Required work.
a) List the wrestlers the article on the Blackout wrestling stable names as the stable's original members in CZW.
b) In the article on the Blackout wrestling stable, who won the Last Man Standing match at Night of Infamy 4?
c) Write a continuation of the article on the Blackout wrestling stable, starting after its last sentence.

----- Passage shown -----

Stable
- Members: Ruckus James Ellsworth Robby Mireno BLK Jeez
- Name(s): BLKOUT The BLKOUT BLK-OUT Blackout
- Former members: Human Tornado Maven Bentley Ricky Reyes Jack Evans 2 Cold Scorpio "Slyck" Wagner Brown Eddie Kingston Joker Rich Swann Alex Colon Chrissy Rivera Larry Legend
- Debut: 2004
- Years active: 2004-present

= The Blackout (professional wrestling) =

Professional wrestling stable

Blackout (often stylized as BLKOUT, The BLKOUT or BLK-OUT) is a professional wrestling stable appearing in Combat Zone Wrestling, Adrenaline Championship Wrestling, and other independent companies. Though the current members are Ruckus, James Ellsworth, BLK Jeez, Robby Mireno (aka Robby Illuminati), the team also competes in companies with other members, such as Joker and Eddie Kingston.

==History==

===CZW===
The Blackout started as a stable in CZW with Ruckus, Sabian, Joker, and Robby Mireno. In 2004, they began a feud with Chri$ Ca$h, which saw a number of tag team matches. During this feud, Ruckus and Sabian won the CZW World Tag Team Championship from the H8 Club. In June 2004, Joker left CZW and wrestling entirely to fight in the war in Iraq. Eddie Kingston joined Blackout and continued the feud with Cash. The feud ended in a Cage of Death match at Cage of Death VI on December 11, 2004 when Blackout lost the tag titles to Team Ca$h of Chri$ Ca$h, J.C. Bailey, Nate Webb, and Sexxxy Eddie. In February 2005, Ruckus defeated Messiah for the CZW World Heavyweight Championship.

Later in 2005, Blackout started feuding with The Kings of Wrestling and Super Dragon. One main feud was between Eddie Kingston and Chris Hero, during which Kingston went as far as saying he would attack Hero's girlfriend. Kingston and Hero met in a Last Man Standing match at Night of Infamy 4. Hero won the match with three consecutive low blows. Also that night, Ruckus defended his title against Claudio Castagnoli. This same night, Joker returned and attacked Zandig and the H8 Club. He had a short feud with them, and then rejoined Blackout. At Cage of Death 7, Kingston and Sabian challenged the Kings of Wrestling for the tag titles, but did not win. Later that night, Super Dragon defeated Ruckus for the World title. During the match, Dragon reinjured Robbie Mireno (who was previously injured by Dragon) with a curb stomp on the ramp. Blackout would get some revenge on the next show by defeating the Kings of Wrestling and Super Dragon in a six-man tag team match. They would get further revenge on February 11, 2006 at CZW's 7th anniversary show when Eddie Kingston and Joker won the tag titles and Ruckus regained the World title.

----- Supplied information -----

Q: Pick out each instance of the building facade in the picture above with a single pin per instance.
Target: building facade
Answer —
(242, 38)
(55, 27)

-----

Answers per task.
a) Ruckus, Sabian, Joker, Robby Mireno

b) Chris Hero won it with three consecutive low blows.

c)
On August 12, 2006, at Trapped, Eddie Kingston was kicked out of Blackout and his tag team title was given to Ruckus. Around this time, Sabian and Joker left Blackout and CZW. On September 9, 2006, Ricky Reyes joined Blackout and helped Eddie Kingston win the World Championship. Kingston then rejoined Blackout. Also on this day, Blackout was stripped of the tag team titles due to Joker's departure from CZW when he and Sabian joined Pro Wrestling Unplugged (PWU). On October 14 at Last Team Standing, two teams representing Blackout were entered in an 8-man tournament to crown new champions. However, Ricky Reyes couldn't be at the show, and Kingston refused to be in the tournament. Instead, Ruckus teamed with the debuting Human Tornado and Kingston brought in the Dead Presidents. The Dead Presidents lost in the first round, and Ruckus and Tornado lost in the second round to the Kings of Wrestling. After the match, Ruckus and Robbie Mireno attacked Human Tornado. Then, Sabian returned and helped with the attack. Also on this show, the original Blackout of Onyx and Rainman made their CZW debuts and started a feud with The Blackout, claiming that The Blackout has been ruining their name. On November 11, 2006, Robbie Mireno and Sabian teamed to defeat Chris Hero and Claudio Castagnoli, bringing the Tag Team Championships back to the Blackout a fourth time. They held the titles for one month and lost them to Onyx and Rainman at Cage of Death 8. Eddie Kingston lost the world title on the same show to Justice Pain. Sabian and Ruckus would regain the Tag Titles from Onyx and Rainman at New Year, New Opportunities on January 13.

On April 21, 2007, Ruckus and Sabian captured the Maryland Championship Wrestling Tag Team Championship, defeating champions Phat Blues Inc. (Kelly Bell and Buzz Stryker) and The Best of Both Worlds (Doyle Day and Buck Chyld).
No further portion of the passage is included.